EXERCISE INSTRUCTIONS
When you spot the word "trunk" in a line of the data below, copy that line.

BEGIN SUPPLIED RECORDS

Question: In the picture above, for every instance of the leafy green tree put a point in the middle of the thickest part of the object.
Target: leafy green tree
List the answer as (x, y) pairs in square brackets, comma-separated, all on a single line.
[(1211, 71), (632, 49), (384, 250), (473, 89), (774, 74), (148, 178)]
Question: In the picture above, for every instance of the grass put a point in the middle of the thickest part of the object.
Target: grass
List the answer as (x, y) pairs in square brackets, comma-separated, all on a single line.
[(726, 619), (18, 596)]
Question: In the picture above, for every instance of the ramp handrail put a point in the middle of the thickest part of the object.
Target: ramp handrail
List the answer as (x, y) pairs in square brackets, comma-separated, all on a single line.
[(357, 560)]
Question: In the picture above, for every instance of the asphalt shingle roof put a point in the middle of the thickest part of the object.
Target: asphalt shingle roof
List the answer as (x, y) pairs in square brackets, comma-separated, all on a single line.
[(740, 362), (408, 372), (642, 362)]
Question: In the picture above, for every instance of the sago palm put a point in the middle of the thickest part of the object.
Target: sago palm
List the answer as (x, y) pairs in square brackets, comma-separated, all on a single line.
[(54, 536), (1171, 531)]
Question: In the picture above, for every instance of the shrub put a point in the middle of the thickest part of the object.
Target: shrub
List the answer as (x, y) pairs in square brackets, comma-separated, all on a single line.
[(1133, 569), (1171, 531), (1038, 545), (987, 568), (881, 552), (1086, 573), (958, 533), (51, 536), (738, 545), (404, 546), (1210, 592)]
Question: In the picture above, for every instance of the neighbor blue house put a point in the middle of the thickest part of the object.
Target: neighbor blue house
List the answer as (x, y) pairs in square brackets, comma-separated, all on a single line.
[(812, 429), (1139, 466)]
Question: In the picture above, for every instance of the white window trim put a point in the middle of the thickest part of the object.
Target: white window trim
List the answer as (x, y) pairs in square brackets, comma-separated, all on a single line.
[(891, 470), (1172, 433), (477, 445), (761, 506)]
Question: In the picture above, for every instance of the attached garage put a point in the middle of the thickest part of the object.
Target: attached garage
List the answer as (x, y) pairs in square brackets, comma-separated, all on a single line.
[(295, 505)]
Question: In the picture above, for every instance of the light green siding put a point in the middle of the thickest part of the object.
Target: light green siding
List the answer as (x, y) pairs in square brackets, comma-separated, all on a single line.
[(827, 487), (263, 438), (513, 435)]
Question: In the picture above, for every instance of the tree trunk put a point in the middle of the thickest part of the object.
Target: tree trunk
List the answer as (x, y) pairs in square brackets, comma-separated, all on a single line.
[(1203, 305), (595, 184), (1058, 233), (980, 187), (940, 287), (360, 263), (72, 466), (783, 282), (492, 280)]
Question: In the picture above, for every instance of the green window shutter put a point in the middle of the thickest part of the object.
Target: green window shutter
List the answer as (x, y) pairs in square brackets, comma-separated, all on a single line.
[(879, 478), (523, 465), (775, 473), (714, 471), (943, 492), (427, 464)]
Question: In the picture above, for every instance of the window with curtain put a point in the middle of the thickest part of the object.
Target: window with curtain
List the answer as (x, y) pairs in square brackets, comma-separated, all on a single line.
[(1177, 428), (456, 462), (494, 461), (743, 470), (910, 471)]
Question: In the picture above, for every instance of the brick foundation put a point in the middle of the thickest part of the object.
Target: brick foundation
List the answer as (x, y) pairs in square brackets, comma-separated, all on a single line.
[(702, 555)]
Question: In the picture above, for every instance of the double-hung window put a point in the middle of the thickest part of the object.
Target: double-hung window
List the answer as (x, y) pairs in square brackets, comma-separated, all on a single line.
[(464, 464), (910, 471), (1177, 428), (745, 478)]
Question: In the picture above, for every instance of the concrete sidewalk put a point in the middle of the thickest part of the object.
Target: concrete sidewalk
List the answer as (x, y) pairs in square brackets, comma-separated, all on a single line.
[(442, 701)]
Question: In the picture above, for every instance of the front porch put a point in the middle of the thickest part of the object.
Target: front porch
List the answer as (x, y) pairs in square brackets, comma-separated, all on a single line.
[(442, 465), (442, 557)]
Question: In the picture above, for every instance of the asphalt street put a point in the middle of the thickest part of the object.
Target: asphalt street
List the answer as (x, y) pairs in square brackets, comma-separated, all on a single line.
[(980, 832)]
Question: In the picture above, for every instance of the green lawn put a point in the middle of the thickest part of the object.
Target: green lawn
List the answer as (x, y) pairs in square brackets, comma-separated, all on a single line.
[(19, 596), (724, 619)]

END SUPPLIED RECORDS

ANSWER AREA
Question: In the picture above, for every instance of the tree trunk put a point in the middle of the thickest part of the object.
Target: tree trunk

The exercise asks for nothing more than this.